» Your instructions
Answer these from the passage about the theater shootings below:
1. What was the value of the contract the city council approved with TriData Corp.?
2. How long did the renovation last before the complex and theater reopened?
3. What subject did Lasamoa Cross major in when she started college?

[Opening Source passage section]

This spring, city council signed off on a $248,000 contract with TriData Corp. to review the city’s response to the shootings. The Virginia-based company conducted similar studies after other high-profile mass shootings.
The study is expected to take about several months to complete and is expected to be comprehensive. City documents said the TriData report will rely in large part on interviews with first responders, as well as interviews with some victims and hospital staff.
The investigation is expected to determine how ambulance and fire crews responded to the scene, and how they can avoid the sorts of bottlenecks they encountered in the parking lot on July 20.
The complex and the theater where the shootings happened has since reopened, but only after an almost six-month renovation that saw the building’s interior — especially in theater No. 9 — wholly gutted and rebuilt.
Theater No. 9 was turned into what Cinemark, Inc., the theater chain that owns Century, dubs its “extreme digital cinema,” a massive high-definition screen that stretches from floor to ceiling.
Cinemark opted to remodel and reopen the theater after an online poll conducted by the city showed the majority of respondents backed reopening it. Still, many community members and victims’ families disagreed with the decision and accused Cinemark of being insensitive.
While the year since the shootings has produced ample change on the policy front, the passing of time hasn’t done much to dull the pain for those directly impacted by the shootings. With 12 dead and more than 70 physically wounded, the list of people closely connected to the shootings — families who lost a loved one, wives who saw a husband gravely wounded — stretches well into the hundreds.
And a year later, they’re still dealing with the hole July 20 left in their world.
Caren Teves’ son, Alex, was one of the 12 people killed in the theater that night. She said a year after Alex’s death, she still doesn’t feel like herself.
“There’s a part of me missing,” she said. “I just feel broken and not whole.”
Lasamoa Cross was in the theater that night with her boyfriend, A.J. Boik, another of the 12 killed in the rampage.
The next day, when Cross and AJ’s family got confirmation that he had been killed, she said the announcement robbed her of something else.
“There goes all my faith in humanity, right out the door, just like that,” she said.
In the year before the shooting, Cross was a regular at the Century Aurora 16 theater. She was such a movie buff in fact that she majored in film when she started college. But since then, she hasn’t stepped inside a theater.
She has watched a few movies at home, and still loves film, but she’s not ready to go back.
“It’s not something I can just let go of. I wanted that to be a big piece of my life, as ironic as it is, the film major stuck in a movie theater loses her boyfriend there, the place that we were happiest,” she said.
The days after the shooting left the city with a palpable sense that people weren’t as safe as they assumed they were. Gun sales spiked in the days after the theater shootings, and police posted extra officers at every theater in the area for several days after.
But for the most part, that sense that the shootings were a sign that Aurora is less safe seems to have dissipated, Roth said. If anything, he said he feels more safe knowing that an almost random, horrific event like that isn’t likely to befall the same city twice.
“This was a random act of one person. It wasn’t a group of people, it wasn’t gang violence, it was a random act,” he said. “And the chances of something similar to happen is probably less likely than being struck by lightning twice in the same day.”

[Closing Source passage section]
[Opening Listed records section]

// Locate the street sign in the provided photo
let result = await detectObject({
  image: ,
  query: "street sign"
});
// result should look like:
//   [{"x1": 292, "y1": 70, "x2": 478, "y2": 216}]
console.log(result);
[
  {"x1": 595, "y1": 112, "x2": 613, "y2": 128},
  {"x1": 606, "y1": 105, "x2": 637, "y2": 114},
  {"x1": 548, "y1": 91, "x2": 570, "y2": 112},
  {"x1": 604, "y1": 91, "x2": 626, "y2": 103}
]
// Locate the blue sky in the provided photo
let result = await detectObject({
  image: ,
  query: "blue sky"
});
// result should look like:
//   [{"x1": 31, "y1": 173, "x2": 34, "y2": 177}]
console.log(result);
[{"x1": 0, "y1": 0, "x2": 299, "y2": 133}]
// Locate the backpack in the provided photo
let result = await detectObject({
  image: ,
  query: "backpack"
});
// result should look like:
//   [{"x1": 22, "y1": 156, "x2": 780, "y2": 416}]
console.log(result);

[Closing Listed records section]
[Opening Listed records section]

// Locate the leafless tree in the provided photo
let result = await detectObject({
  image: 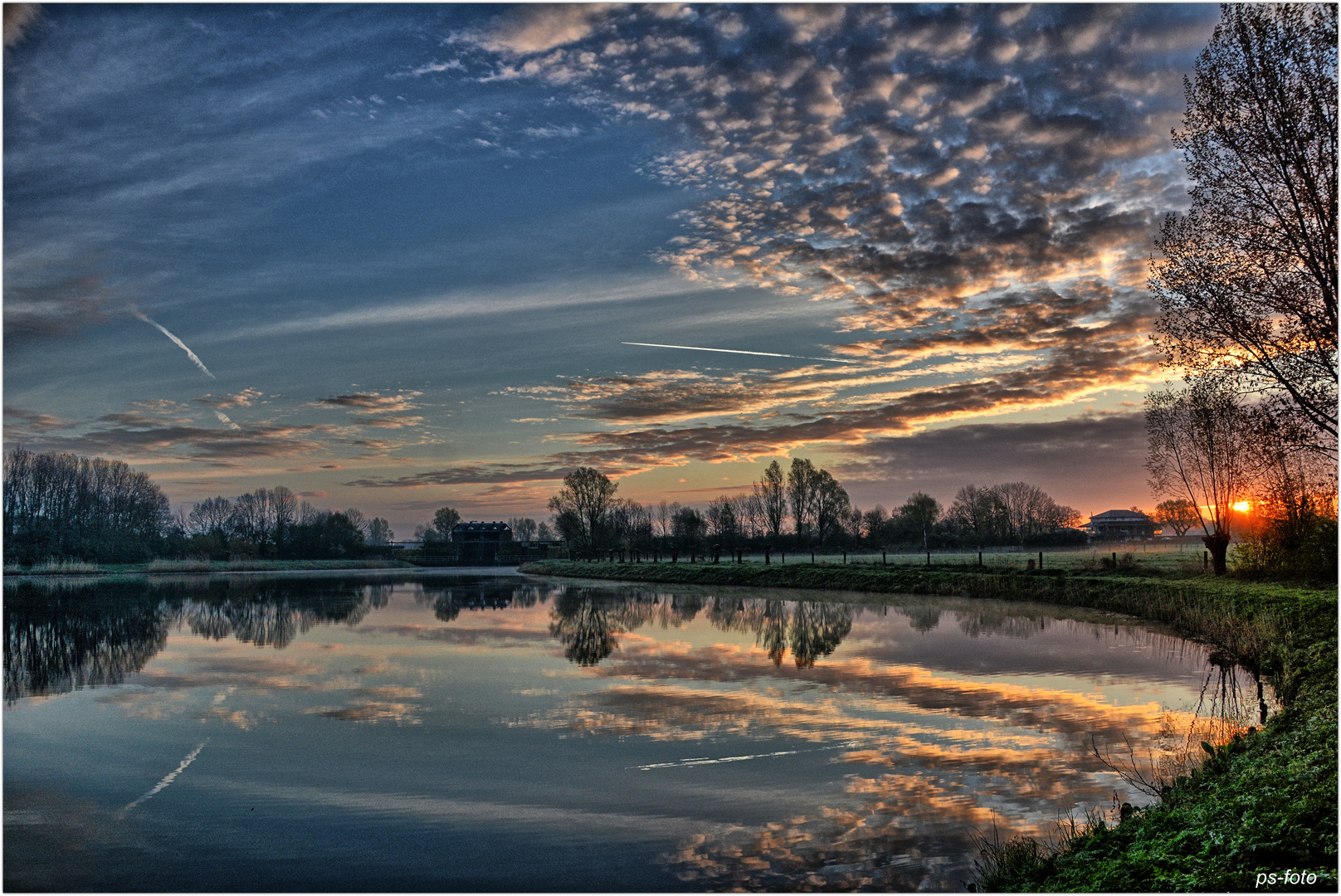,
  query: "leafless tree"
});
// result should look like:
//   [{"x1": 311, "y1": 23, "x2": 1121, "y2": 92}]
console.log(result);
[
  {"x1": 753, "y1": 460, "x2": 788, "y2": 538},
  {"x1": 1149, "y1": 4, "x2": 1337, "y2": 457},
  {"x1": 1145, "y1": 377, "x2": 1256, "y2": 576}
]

[Closing Listed records section]
[Opening Listed records section]

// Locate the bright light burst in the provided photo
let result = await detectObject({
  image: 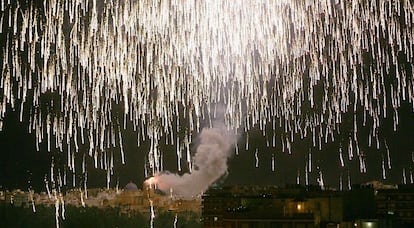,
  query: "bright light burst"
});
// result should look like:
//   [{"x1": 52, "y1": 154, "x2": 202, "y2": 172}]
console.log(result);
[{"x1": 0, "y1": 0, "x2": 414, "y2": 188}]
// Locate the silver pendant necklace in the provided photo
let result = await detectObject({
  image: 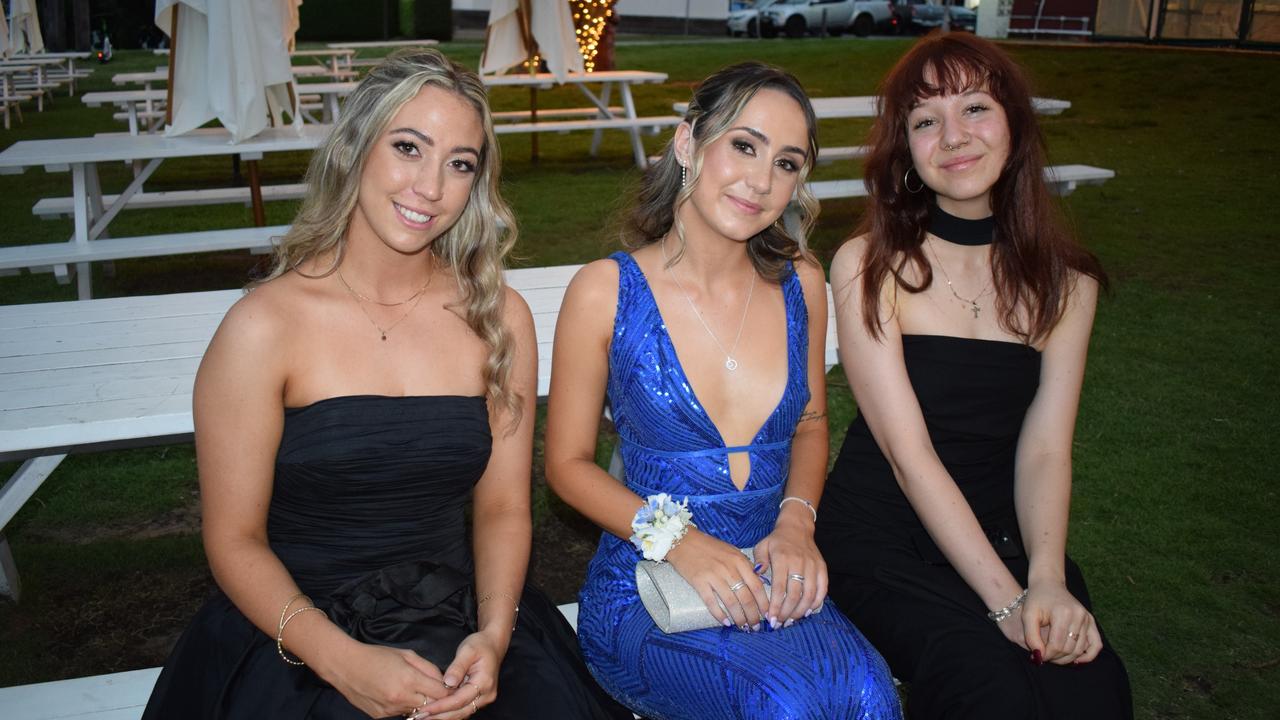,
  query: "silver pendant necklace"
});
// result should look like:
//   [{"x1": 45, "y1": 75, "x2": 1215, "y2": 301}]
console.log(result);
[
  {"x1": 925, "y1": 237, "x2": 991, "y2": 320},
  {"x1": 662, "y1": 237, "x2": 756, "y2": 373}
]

[Closing Listed records section]

» Your response
1. $248,000
2. Almost six months
3. Film